Records shown:
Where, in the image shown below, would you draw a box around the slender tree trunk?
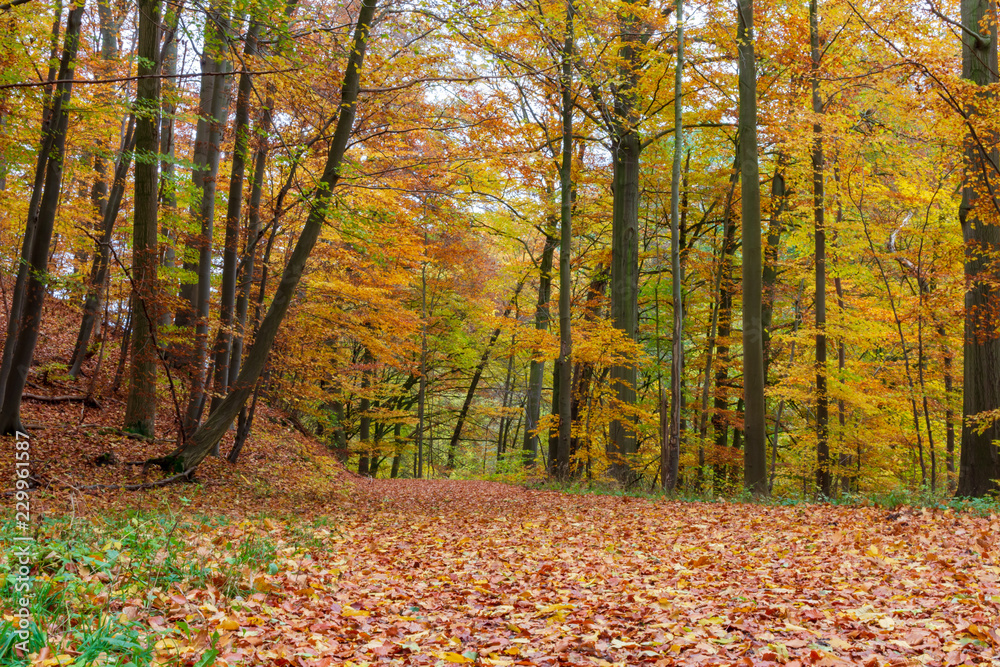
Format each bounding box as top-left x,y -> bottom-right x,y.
448,281 -> 524,468
958,0 -> 1000,496
0,0 -> 65,406
160,5 -> 181,330
227,80 -> 274,386
767,280 -> 806,493
861,211 -> 927,484
184,10 -> 231,438
417,231 -> 427,479
737,0 -> 767,496
760,152 -> 788,384
555,0 -> 573,479
0,3 -> 83,435
497,335 -> 517,461
712,201 -> 742,480
210,20 -> 261,410
608,5 -> 642,485
165,0 -> 375,472
809,0 -> 833,498
69,114 -> 135,378
124,0 -> 160,437
524,228 -> 557,466
178,0 -> 225,340
696,168 -> 740,491
938,326 -> 956,493
358,360 -> 374,477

Task goal: Can you recast the material above as a numbered list with one item per line, dropping any blank lines and leaving out the picture?

Exercise answer:
1. Where, in the image shown below, would you draw a box around the slender tree trunk?
2. Format each bounding box as top-left x,y -> bottom-right x,y.
3. 448,281 -> 524,468
4. 958,0 -> 1000,496
5. 0,0 -> 65,406
6. 160,5 -> 181,330
7. 227,80 -> 274,386
8. 767,280 -> 806,493
9. 861,211 -> 927,484
10. 184,10 -> 231,438
11. 417,231 -> 427,479
12. 737,0 -> 767,496
13. 760,152 -> 788,384
14. 555,0 -> 573,479
15. 0,3 -> 83,435
16. 497,335 -> 517,461
17. 712,201 -> 742,480
18. 210,20 -> 261,410
19. 608,5 -> 642,485
20. 165,0 -> 375,472
21. 809,0 -> 833,498
22. 69,114 -> 135,378
23. 124,0 -> 160,437
24. 524,228 -> 557,466
25. 178,0 -> 225,340
26. 696,168 -> 740,491
27. 938,326 -> 956,493
28. 358,360 -> 374,477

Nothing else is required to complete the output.